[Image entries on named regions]
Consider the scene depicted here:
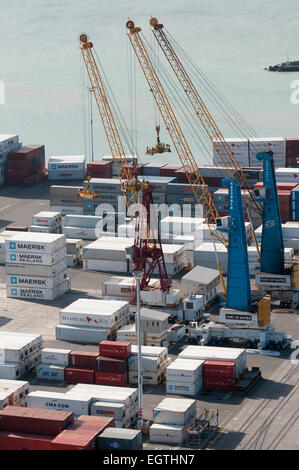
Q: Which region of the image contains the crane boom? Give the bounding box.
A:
[126,20,227,250]
[150,18,263,215]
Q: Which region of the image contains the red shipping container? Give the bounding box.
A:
[51,416,114,450]
[99,341,131,359]
[64,367,94,384]
[203,361,236,379]
[95,372,128,387]
[203,376,234,390]
[0,406,74,436]
[96,356,128,374]
[0,431,53,450]
[69,351,99,370]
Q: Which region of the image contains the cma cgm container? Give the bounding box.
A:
[0,406,74,436]
[51,416,114,450]
[99,341,131,358]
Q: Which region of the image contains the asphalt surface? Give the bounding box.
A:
[0,178,299,449]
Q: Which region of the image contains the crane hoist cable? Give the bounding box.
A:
[126,20,227,293]
[150,18,263,259]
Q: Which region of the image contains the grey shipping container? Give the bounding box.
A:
[97,428,142,450]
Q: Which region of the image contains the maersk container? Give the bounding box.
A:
[149,423,186,445]
[6,259,67,277]
[0,362,21,380]
[36,363,65,382]
[97,428,142,451]
[178,346,246,376]
[27,391,91,416]
[56,325,111,344]
[153,398,196,426]
[90,401,127,424]
[5,232,66,254]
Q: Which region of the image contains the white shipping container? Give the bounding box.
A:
[36,363,65,381]
[0,362,21,380]
[56,325,112,344]
[153,398,196,426]
[27,391,91,416]
[178,346,246,375]
[41,348,72,366]
[149,424,185,445]
[5,259,67,277]
[6,248,66,266]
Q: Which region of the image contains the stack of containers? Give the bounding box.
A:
[291,186,299,221]
[51,416,114,450]
[0,134,21,186]
[149,398,197,444]
[0,331,42,380]
[50,185,84,215]
[5,232,70,300]
[213,138,250,166]
[66,238,83,268]
[0,406,74,450]
[0,379,29,410]
[95,341,131,387]
[285,137,299,167]
[48,155,86,181]
[166,359,204,396]
[178,346,246,380]
[97,426,143,451]
[63,215,103,240]
[203,361,236,390]
[64,351,98,384]
[102,155,138,176]
[87,160,112,178]
[64,384,139,428]
[6,145,46,186]
[56,299,130,344]
[249,137,286,168]
[36,348,71,382]
[128,344,168,385]
[29,211,62,233]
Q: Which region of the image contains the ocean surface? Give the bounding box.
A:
[0,0,299,166]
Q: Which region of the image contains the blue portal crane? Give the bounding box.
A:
[216,178,252,312]
[254,151,284,274]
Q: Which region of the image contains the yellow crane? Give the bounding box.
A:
[126,20,227,293]
[149,18,263,257]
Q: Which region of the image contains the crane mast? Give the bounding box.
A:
[80,34,172,304]
[150,18,262,215]
[126,20,227,250]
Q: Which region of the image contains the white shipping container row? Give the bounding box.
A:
[6,246,66,266]
[41,348,72,366]
[50,204,84,215]
[149,424,185,445]
[128,370,165,385]
[5,232,66,254]
[153,398,196,427]
[6,279,70,300]
[59,299,130,328]
[6,270,67,289]
[6,258,67,277]
[36,363,66,381]
[32,211,61,227]
[55,325,113,344]
[178,346,246,376]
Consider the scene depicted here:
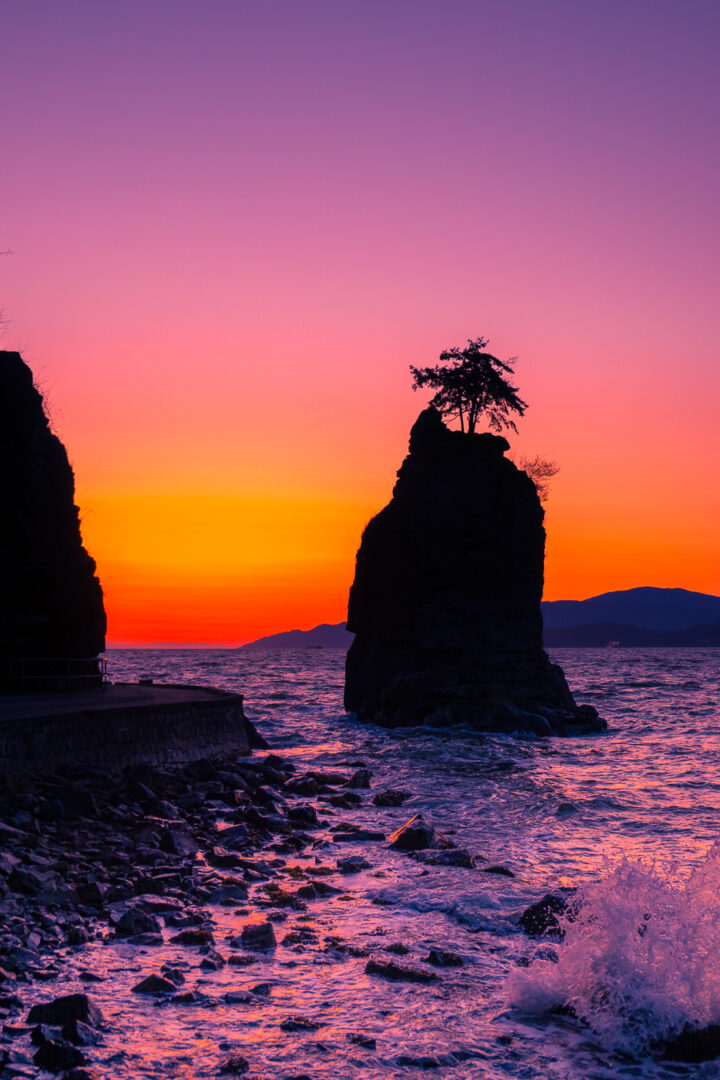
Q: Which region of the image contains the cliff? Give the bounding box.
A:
[345,408,604,734]
[0,351,106,690]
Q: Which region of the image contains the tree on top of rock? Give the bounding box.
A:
[410,337,528,435]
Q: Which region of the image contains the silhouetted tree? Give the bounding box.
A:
[410,337,528,434]
[518,454,560,502]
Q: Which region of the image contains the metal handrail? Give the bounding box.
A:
[10,657,108,691]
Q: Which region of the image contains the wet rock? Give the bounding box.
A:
[325,792,363,810]
[332,825,385,843]
[422,948,465,968]
[32,1039,87,1072]
[388,813,435,851]
[78,968,105,983]
[218,824,250,851]
[27,994,103,1027]
[200,948,226,971]
[65,927,90,945]
[30,1024,60,1047]
[397,1054,444,1069]
[218,1054,250,1077]
[372,787,411,807]
[365,960,437,983]
[280,1016,323,1031]
[171,990,207,1005]
[262,881,306,912]
[160,963,185,986]
[222,990,257,1005]
[114,907,160,937]
[8,866,44,896]
[417,848,475,870]
[308,769,348,787]
[658,1024,720,1063]
[338,855,370,874]
[123,934,163,945]
[207,881,247,905]
[287,806,318,828]
[348,1031,378,1050]
[171,927,215,945]
[285,777,321,796]
[240,922,277,951]
[518,892,568,937]
[160,821,198,859]
[207,847,244,869]
[348,769,372,787]
[228,953,258,968]
[128,975,177,995]
[60,1020,101,1047]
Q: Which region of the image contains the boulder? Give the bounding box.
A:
[240,922,277,951]
[365,960,437,983]
[32,1039,87,1072]
[128,975,177,996]
[27,994,103,1027]
[388,813,435,851]
[518,892,568,937]
[344,408,604,735]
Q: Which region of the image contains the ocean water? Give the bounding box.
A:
[31,648,720,1080]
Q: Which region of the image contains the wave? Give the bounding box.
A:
[506,845,720,1054]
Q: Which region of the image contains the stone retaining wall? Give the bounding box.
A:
[0,690,257,772]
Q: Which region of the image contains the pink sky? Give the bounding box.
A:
[0,0,720,642]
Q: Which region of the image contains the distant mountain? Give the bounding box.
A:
[542,586,720,631]
[239,622,353,652]
[236,586,720,651]
[543,622,720,649]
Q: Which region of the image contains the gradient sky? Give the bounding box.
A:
[0,0,720,644]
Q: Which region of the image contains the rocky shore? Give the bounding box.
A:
[0,734,720,1080]
[0,754,520,1080]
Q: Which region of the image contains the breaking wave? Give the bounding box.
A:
[507,843,720,1054]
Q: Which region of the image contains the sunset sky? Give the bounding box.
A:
[0,0,720,644]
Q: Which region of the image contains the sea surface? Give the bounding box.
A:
[33,648,720,1080]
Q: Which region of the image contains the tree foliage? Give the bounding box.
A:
[410,337,528,434]
[518,454,560,502]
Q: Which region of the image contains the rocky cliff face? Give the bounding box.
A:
[345,408,604,734]
[0,351,106,690]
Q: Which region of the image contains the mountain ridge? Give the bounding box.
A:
[237,585,720,651]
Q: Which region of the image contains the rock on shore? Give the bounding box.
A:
[0,351,106,691]
[345,408,604,735]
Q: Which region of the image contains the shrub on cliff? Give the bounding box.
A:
[410,337,528,434]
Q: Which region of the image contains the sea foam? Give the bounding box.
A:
[507,843,720,1054]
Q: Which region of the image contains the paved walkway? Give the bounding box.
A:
[0,683,230,724]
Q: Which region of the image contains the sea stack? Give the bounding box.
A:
[0,351,106,692]
[345,408,604,735]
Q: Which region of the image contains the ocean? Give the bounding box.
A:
[35,648,720,1080]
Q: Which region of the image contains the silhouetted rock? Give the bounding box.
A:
[27,994,103,1027]
[518,892,568,937]
[660,1024,720,1063]
[345,408,604,734]
[388,813,435,851]
[0,351,106,690]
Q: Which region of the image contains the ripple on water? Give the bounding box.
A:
[50,649,720,1080]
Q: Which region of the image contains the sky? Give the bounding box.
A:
[0,0,720,645]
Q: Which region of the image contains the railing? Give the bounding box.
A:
[10,657,108,693]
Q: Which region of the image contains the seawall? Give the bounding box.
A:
[0,683,263,773]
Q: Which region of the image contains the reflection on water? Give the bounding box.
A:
[31,649,720,1080]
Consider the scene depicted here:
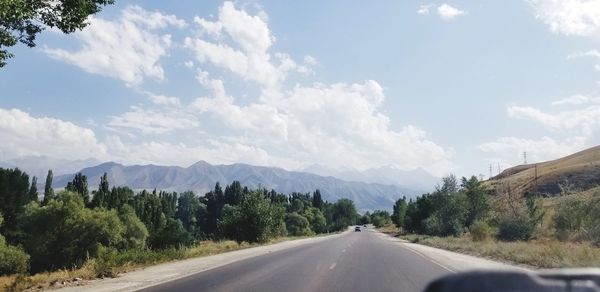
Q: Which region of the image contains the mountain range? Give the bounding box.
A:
[48,161,420,212]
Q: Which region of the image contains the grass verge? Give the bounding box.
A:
[397,234,600,268]
[0,237,314,291]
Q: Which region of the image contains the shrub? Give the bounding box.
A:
[285,212,312,236]
[0,235,29,276]
[469,221,492,241]
[497,214,536,241]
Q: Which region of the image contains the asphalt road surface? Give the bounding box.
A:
[142,228,450,292]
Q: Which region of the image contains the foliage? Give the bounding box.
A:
[553,197,600,246]
[285,212,312,236]
[0,0,114,67]
[65,172,90,205]
[20,192,124,272]
[0,168,31,243]
[392,197,408,227]
[496,213,536,241]
[469,220,492,241]
[371,210,392,228]
[326,199,358,231]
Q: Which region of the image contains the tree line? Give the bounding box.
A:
[0,168,358,275]
[391,175,544,241]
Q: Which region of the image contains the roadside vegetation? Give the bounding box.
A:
[381,176,600,268]
[0,168,358,290]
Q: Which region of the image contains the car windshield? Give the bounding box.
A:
[0,0,600,292]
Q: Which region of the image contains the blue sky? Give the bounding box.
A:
[0,0,600,175]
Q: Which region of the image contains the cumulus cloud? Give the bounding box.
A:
[43,6,186,86]
[108,106,198,134]
[0,108,107,159]
[437,3,467,20]
[417,3,467,20]
[507,97,600,136]
[530,0,600,36]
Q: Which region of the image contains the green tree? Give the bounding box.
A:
[20,192,124,272]
[150,218,194,249]
[44,169,54,204]
[175,192,201,234]
[312,190,324,210]
[0,168,31,240]
[0,214,29,276]
[91,172,110,208]
[285,212,313,236]
[392,197,408,228]
[461,176,490,226]
[0,0,114,67]
[119,204,148,249]
[29,176,38,202]
[65,172,90,205]
[326,199,358,231]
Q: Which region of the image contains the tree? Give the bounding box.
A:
[392,197,408,228]
[175,192,201,234]
[65,172,90,205]
[91,172,110,208]
[371,210,392,228]
[312,190,323,210]
[0,0,114,67]
[29,176,38,202]
[20,192,124,272]
[44,169,54,205]
[0,168,30,243]
[326,199,358,231]
[461,176,490,227]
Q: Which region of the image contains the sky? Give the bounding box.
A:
[0,0,600,176]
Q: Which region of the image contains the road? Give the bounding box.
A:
[142,228,451,292]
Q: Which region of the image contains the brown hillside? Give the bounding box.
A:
[488,146,600,196]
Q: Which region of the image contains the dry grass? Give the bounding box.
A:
[486,146,600,195]
[399,235,600,268]
[0,237,314,291]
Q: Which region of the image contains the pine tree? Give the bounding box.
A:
[29,176,38,202]
[44,169,54,205]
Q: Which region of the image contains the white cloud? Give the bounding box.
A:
[530,0,600,36]
[437,3,467,20]
[507,98,600,136]
[552,94,600,106]
[44,6,186,86]
[478,137,587,167]
[0,108,107,159]
[108,106,199,134]
[145,92,181,107]
[417,4,434,15]
[184,1,312,93]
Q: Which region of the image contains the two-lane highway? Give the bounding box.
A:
[143,228,450,292]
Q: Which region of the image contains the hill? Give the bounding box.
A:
[53,161,419,211]
[488,146,600,196]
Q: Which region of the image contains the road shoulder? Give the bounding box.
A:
[58,233,350,292]
[371,229,530,273]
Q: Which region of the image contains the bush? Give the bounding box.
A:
[285,212,312,236]
[0,235,29,276]
[469,221,492,241]
[553,198,600,246]
[497,214,536,241]
[21,192,123,272]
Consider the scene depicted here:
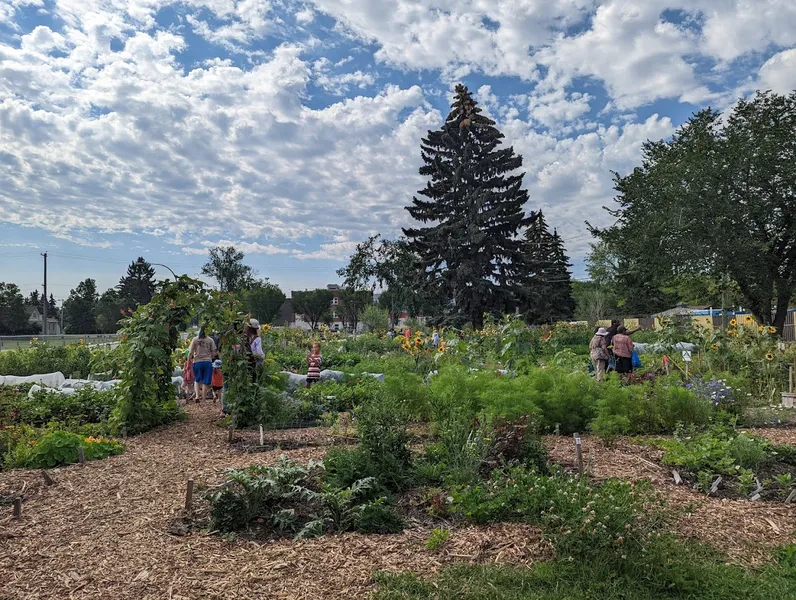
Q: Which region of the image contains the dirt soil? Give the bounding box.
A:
[0,412,796,600]
[545,429,796,565]
[0,405,551,600]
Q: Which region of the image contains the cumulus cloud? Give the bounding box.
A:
[760,48,796,94]
[0,0,796,274]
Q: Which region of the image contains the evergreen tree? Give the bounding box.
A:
[96,288,125,333]
[119,256,155,304]
[404,85,535,329]
[63,279,99,333]
[523,212,575,324]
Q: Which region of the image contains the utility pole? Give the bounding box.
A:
[41,252,49,335]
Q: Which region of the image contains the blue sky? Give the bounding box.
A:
[0,0,796,298]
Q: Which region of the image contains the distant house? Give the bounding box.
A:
[288,283,372,331]
[25,306,61,335]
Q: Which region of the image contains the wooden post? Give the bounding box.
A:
[573,433,583,475]
[185,479,193,512]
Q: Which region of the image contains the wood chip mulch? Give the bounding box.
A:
[0,405,551,600]
[545,429,796,565]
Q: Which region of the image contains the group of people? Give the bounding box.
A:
[589,319,638,381]
[182,319,265,413]
[182,319,323,414]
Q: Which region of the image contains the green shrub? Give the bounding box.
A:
[354,395,411,490]
[22,431,124,469]
[653,385,713,432]
[356,498,406,533]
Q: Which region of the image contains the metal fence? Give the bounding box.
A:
[0,333,119,351]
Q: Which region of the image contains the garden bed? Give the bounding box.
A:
[0,405,796,599]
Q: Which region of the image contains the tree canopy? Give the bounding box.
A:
[522,212,575,324]
[63,279,99,333]
[593,92,796,331]
[246,280,285,323]
[293,289,334,330]
[404,85,534,328]
[202,246,254,292]
[118,256,155,306]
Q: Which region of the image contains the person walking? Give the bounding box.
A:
[307,342,323,389]
[613,325,633,375]
[188,326,216,404]
[589,327,611,381]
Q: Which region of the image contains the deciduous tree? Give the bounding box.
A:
[293,289,334,330]
[202,246,254,292]
[594,92,796,331]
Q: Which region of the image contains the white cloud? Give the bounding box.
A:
[759,48,796,94]
[293,242,358,260]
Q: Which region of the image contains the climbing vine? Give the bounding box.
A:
[114,275,244,433]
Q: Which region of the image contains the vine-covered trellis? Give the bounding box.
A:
[114,275,256,434]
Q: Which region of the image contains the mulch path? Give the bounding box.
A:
[545,429,796,565]
[0,405,551,600]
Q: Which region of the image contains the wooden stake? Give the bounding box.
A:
[573,433,583,475]
[41,469,55,485]
[185,479,193,512]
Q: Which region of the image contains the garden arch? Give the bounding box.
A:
[114,275,253,433]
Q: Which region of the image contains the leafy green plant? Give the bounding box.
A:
[426,528,451,550]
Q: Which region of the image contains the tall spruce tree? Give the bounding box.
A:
[523,212,575,324]
[404,85,535,329]
[119,256,155,304]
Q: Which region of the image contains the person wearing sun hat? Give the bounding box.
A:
[589,327,611,381]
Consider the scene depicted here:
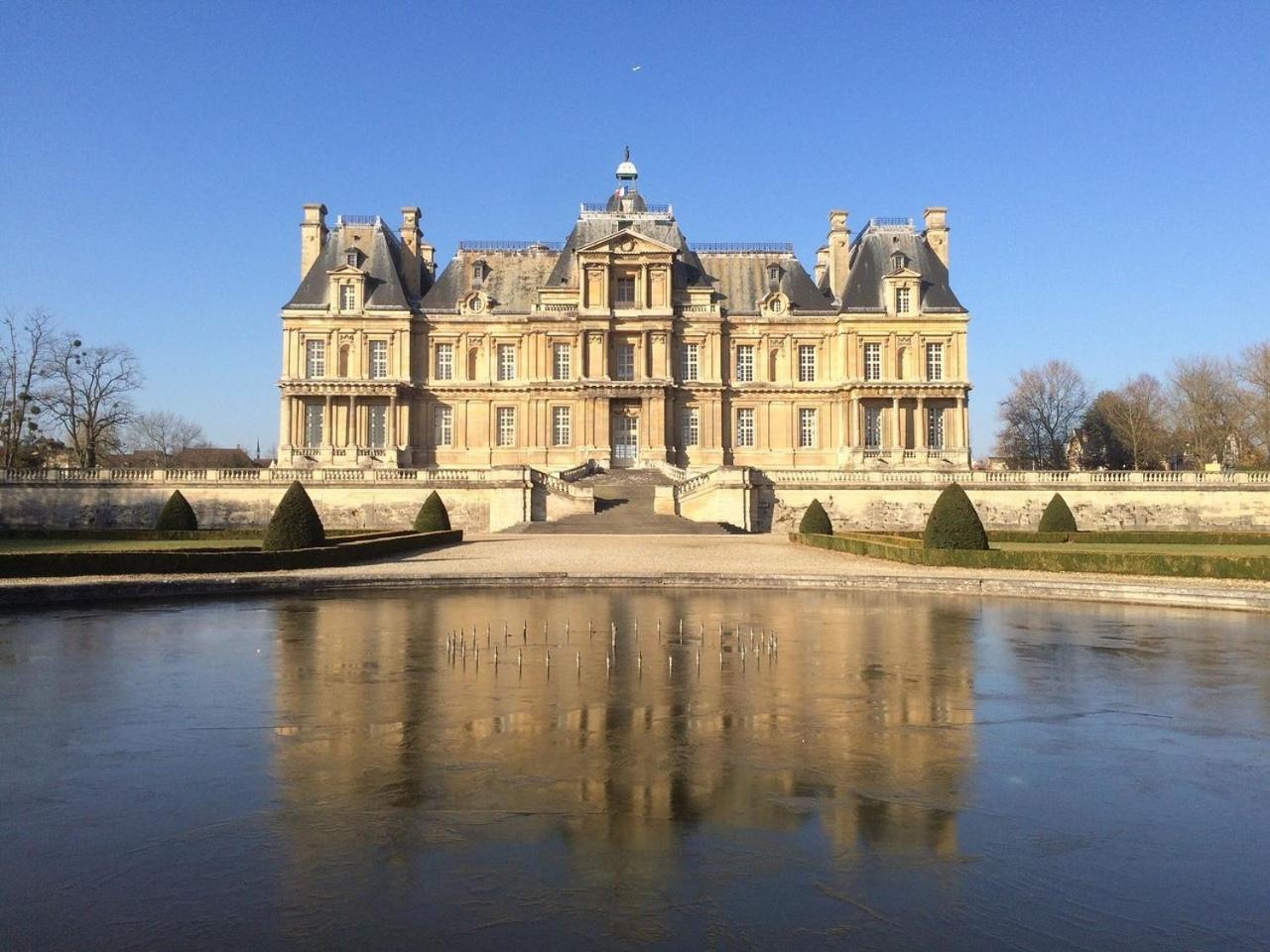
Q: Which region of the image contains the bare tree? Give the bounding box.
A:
[997,361,1089,470]
[45,335,141,467]
[1103,373,1167,470]
[0,308,56,470]
[124,410,207,466]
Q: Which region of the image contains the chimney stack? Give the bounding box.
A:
[922,207,949,268]
[828,208,851,300]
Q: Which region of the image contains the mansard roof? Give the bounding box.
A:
[286,219,409,309]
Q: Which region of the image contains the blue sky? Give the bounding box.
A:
[0,0,1270,456]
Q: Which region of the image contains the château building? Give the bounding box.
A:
[278,153,970,471]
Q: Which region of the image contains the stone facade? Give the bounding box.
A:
[278,155,970,472]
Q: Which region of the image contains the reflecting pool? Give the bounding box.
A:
[0,590,1270,952]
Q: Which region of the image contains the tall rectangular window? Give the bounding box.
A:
[798,344,816,384]
[366,404,389,449]
[432,407,454,447]
[613,341,635,380]
[305,404,326,447]
[552,344,572,380]
[371,340,389,378]
[436,344,454,380]
[495,407,516,447]
[552,407,572,447]
[865,344,881,380]
[498,344,516,380]
[305,340,326,377]
[926,344,944,380]
[680,407,701,447]
[736,407,754,447]
[865,407,881,449]
[798,407,816,448]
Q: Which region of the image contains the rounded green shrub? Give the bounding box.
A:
[1038,493,1076,532]
[414,490,449,532]
[922,482,988,551]
[260,480,326,552]
[798,499,833,536]
[155,489,198,532]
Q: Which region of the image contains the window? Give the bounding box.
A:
[498,344,516,380]
[552,407,572,447]
[736,407,754,447]
[305,404,326,447]
[798,407,816,448]
[496,407,516,447]
[680,344,699,380]
[552,344,572,380]
[436,344,454,380]
[371,340,389,378]
[613,274,635,307]
[865,344,881,380]
[926,344,944,380]
[613,343,635,380]
[366,404,389,449]
[798,344,816,384]
[865,407,881,449]
[926,407,944,449]
[432,407,454,447]
[305,340,326,377]
[680,407,701,447]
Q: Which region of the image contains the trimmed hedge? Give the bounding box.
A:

**AIM:**
Update the lines from the line with "Q: Which region of the image contains the silhouetted rock?" to the line with "[10,657,108,693]" by changing "railing" to "handrail", keeping everything else the same.

**WRITTEN SOLUTION:**
Q: Which region of the image contains the silhouetted rock? Give the bounding box.
A:
[27,994,103,1027]
[518,892,568,937]
[660,1024,720,1063]
[345,408,604,734]
[388,813,435,851]
[0,351,106,690]
Q: Which region of the image contains the ripple on water? Give the bounding box.
A:
[50,649,720,1080]
Q: Which region of the image contains the sky? Give the bounding box.
A:
[0,0,720,645]
Q: Which region of the image contains the handrail? Give the bounding box.
A:
[10,657,108,693]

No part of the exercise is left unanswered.